TASK OBJECTIVE: Which lines in the entries below contain the string "Query"? Show each of them in full.

SOURCE RECORDS:
<<<<
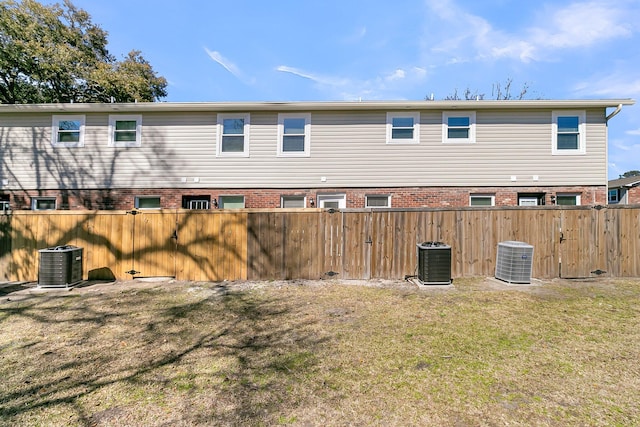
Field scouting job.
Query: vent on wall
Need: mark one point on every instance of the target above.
>>>>
<<<<
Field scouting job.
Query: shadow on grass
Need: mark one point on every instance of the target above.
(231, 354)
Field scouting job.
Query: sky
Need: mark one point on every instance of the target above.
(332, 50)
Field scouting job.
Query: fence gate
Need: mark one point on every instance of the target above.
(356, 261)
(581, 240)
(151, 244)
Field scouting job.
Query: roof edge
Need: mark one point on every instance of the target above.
>>>>
<<<<
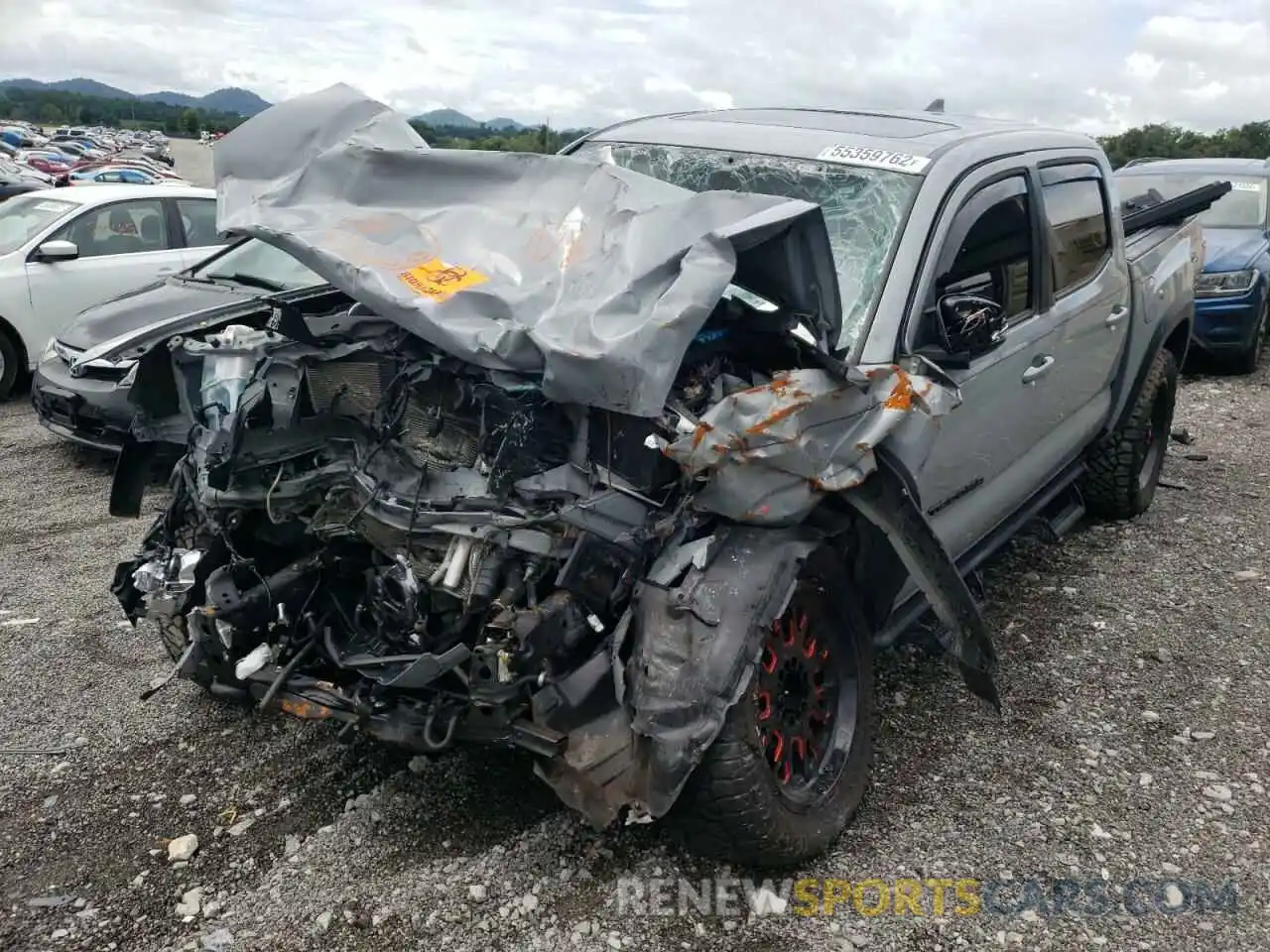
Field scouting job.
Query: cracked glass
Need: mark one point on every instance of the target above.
>>>>
PROBLEM SOLUTION:
Query: vent on wall
Query: shadow on grass
Query: sky
Query: fence gate
Query: roof edge
Query: cracked glass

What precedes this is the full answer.